» Dati di partenza:
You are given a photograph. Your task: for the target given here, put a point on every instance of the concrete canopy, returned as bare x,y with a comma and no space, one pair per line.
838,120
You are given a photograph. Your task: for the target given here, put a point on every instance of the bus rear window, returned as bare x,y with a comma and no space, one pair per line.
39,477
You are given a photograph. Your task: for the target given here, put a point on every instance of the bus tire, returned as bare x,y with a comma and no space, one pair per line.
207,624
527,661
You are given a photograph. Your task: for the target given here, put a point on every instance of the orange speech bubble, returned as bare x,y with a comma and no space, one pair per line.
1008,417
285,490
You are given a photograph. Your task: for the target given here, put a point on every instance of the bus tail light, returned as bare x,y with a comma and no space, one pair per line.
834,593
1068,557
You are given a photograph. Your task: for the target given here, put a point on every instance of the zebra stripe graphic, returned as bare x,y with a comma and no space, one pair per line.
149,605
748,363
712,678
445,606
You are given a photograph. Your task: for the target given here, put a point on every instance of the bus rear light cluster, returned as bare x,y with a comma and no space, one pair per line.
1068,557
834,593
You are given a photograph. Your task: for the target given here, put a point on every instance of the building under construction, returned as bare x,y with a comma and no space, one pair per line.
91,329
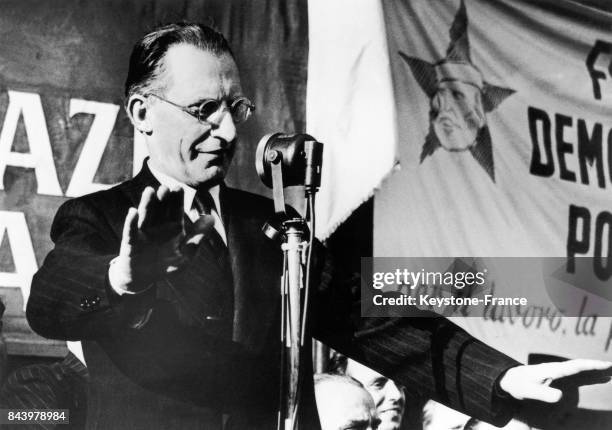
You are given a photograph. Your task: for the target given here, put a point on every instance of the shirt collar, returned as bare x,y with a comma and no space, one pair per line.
188,192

» Esercizio:
Riscrivi per intero tutti i dati qui sopra. Moltiplica per 1,35 ogni coordinata x,y dei punti e arrotonda all'intero più vicino, con le metà per eccesso. Lascia invariati gli altri numeri del testo e ometti le immagini.

» Risposta corretta:
You are given a photograph. Your task: for the target given here, put a point on every instance of the concrete canopy, returned as bare x,y with a comma and no space, one pair per line.
1131,162
You are given a photograph. Your task: for the target given here, put a point on every instance of the bus rear window, returned as bare x,y with a comma and no space, one pair per line.
53,644
You are given a photograph. Your task: for the target given here, put a point on every instance of the bus tire, returned as bare x,y with a comma and no space, one pair per line.
279,842
711,892
You are given a photograph. Your task: for the target given here, put a point on every instance of the orange speech bubble, returned as bare x,y with a comma and no space, one pair per line.
1361,563
385,662
You are given a photograph. Your task: for the target given here, put a point on every instance of the bus tail light, returned as bare x,y with a comma and no space, one pair per line.
1126,801
1442,752
You are given a photograph. Your task: for the target given here, put a point on every instance of the zebra stripe graphic, returned as bare x,y with a comma and no space, one pair per line.
201,817
1010,490
961,915
601,818
You are given a photograph. Your task: for the target given here, put a point on every instance of the bus rear light cluster, returned as bare x,y with a comma and no space, one pair per line.
1442,752
1126,801
You are given a photograph. Your task: for the target given here, put a point on every instance of the building under construction, returned as bare x,y with a comma and no space, one pair per line.
123,444
You are given a photograph. Your task: for the target given here, put a point on every instance of the shirt collar, returned as bare x,y with a comma and no space, one pair per line.
254,259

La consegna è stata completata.